• [Extracted material]

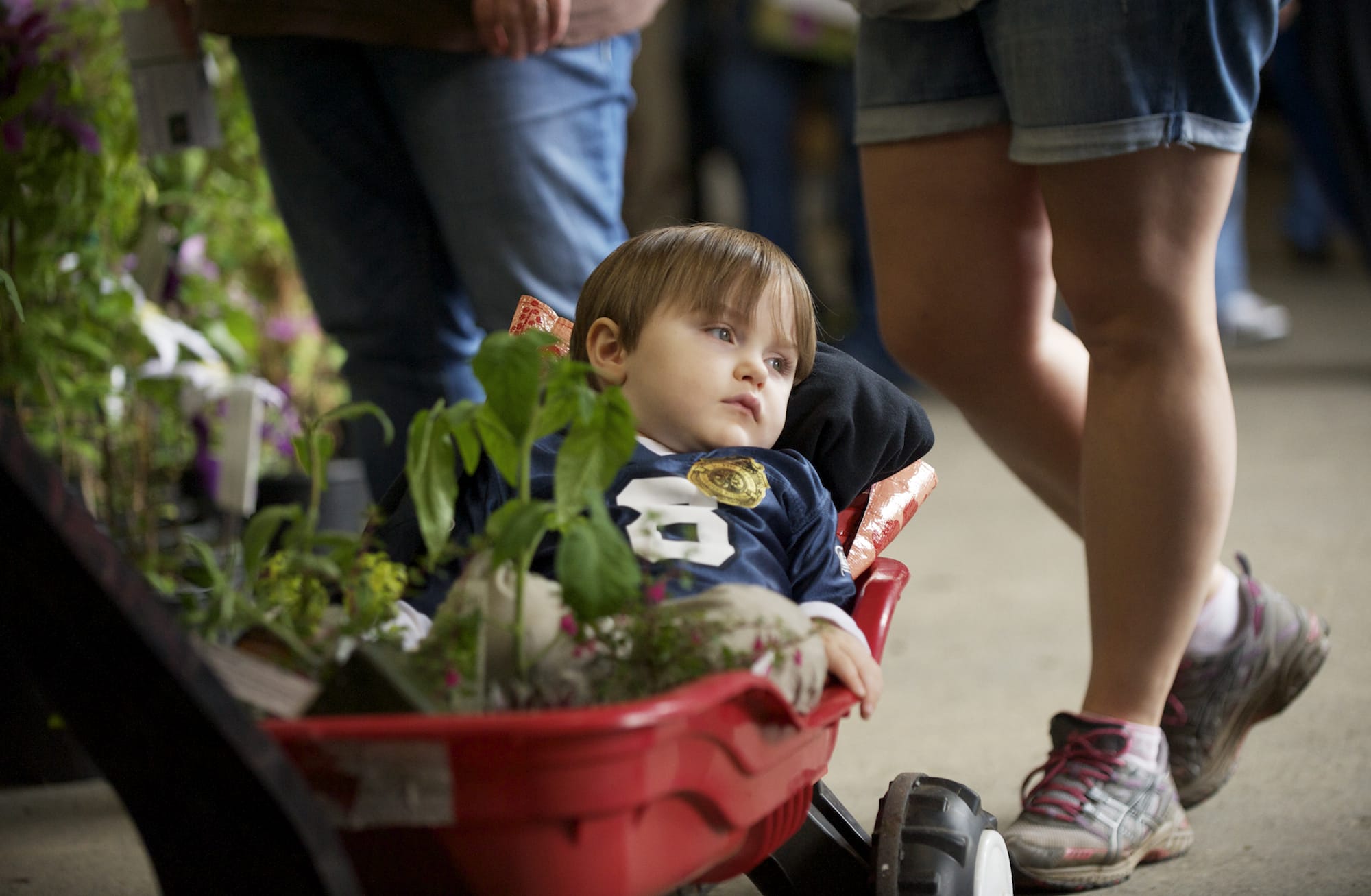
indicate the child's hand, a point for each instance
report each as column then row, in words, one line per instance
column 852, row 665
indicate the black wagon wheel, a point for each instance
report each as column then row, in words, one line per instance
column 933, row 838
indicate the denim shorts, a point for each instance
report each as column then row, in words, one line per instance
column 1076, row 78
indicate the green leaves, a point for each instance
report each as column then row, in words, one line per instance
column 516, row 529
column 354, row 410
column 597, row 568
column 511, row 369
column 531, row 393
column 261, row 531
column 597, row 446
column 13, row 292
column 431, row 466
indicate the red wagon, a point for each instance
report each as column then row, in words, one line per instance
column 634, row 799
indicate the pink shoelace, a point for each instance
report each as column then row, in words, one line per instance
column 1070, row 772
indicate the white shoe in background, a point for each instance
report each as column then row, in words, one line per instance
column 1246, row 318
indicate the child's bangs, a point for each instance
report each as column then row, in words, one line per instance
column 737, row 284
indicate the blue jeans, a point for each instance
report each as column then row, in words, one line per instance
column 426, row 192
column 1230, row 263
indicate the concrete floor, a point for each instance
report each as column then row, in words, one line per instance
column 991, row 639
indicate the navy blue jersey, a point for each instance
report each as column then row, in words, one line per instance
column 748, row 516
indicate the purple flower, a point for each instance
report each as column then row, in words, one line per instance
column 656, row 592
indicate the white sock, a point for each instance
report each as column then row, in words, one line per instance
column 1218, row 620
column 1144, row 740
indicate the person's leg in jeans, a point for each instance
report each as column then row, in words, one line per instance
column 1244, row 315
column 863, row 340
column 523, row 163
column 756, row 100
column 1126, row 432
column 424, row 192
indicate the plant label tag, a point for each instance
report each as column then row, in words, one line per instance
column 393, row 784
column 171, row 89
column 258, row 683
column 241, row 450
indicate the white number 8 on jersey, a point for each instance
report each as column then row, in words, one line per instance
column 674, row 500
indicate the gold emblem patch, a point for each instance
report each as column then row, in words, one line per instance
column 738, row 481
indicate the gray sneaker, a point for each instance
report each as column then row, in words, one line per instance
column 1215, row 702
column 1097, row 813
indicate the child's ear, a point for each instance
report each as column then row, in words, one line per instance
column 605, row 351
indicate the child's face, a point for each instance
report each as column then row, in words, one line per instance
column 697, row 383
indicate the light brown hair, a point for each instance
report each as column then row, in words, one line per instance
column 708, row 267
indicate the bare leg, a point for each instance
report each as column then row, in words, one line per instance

• [Task instructions] Copy out every item above word for word, leaving out the pictures.

• [Written response]
indicate the child's hand, a point for each instance
report each as column then row, in words, one line per instance
column 852, row 665
indicate the black wagon wheel, a point for each instance
report each as column then row, in words, one line per instance
column 933, row 838
indicate the denim shorts, a point for each instance
report each as column then row, in words, one line per instance
column 1076, row 78
indicate the green leaves, a point for each instance
report each as column then row, in words, one line per instance
column 516, row 529
column 354, row 410
column 597, row 568
column 511, row 369
column 531, row 393
column 261, row 531
column 597, row 446
column 13, row 292
column 431, row 466
indicate the red wagon, a point for each instance
report each as column then row, in words, one line per instance
column 634, row 799
indicate the pink shoelace, a point for each instance
report each as column then row, in words, one line per instance
column 1070, row 772
indicate the white shoe in background, a point for each instance
report each as column then row, in words, one line per instance
column 1246, row 318
indicate the child's bangs, a point for each instance
report each as column then row, in words, one line per instance
column 737, row 284
indicate the blue jeans, a point for each instance
report each as column then row, in words, one line per instance
column 426, row 192
column 1230, row 263
indicate the concrete floor, a point for each instance
report each as column then row, in words, one line per instance
column 991, row 639
indicate the navy blue jersey, a point for each instance
report each as column then row, in words, one line per instance
column 748, row 516
indicate the purple flower, a point for each instance
report each as column then row, in words, one line per instance
column 656, row 592
indicate the white sock, a point for each instance
report each as column then row, in words, one line per instance
column 1218, row 620
column 1144, row 740
indicate the person's leg in jeans, a point for each instance
report each as column then row, in words, one line per instance
column 1244, row 315
column 863, row 340
column 523, row 163
column 756, row 100
column 1126, row 432
column 424, row 192
indicate the plant label tag, a point for each instance
report each as column then row, in words, one line per instance
column 393, row 784
column 171, row 89
column 258, row 683
column 241, row 450
indicate the white number 8 on jersey, a point for each instance
report each as column then row, in words, one line per instance
column 674, row 500
indicate the gold emblem patch, a point for each instance
report each as column then row, in words, one line per instance
column 738, row 481
indicate the gray sneaker, a point for each instance
report each as column then row, in words, one line per instance
column 1215, row 702
column 1097, row 813
indicate the child's ear, a point for each instance
report each as column then row, in words, one line per instance
column 605, row 351
indicate the child's face, a point for each instance
report each as column then row, in words, one line per instance
column 697, row 383
indicate the light brown hair, a point for each instance
report each as column then row, in words, one line per instance
column 708, row 267
indicate the bare leg, a point for each instance
report each as column then row, in words, one line per instance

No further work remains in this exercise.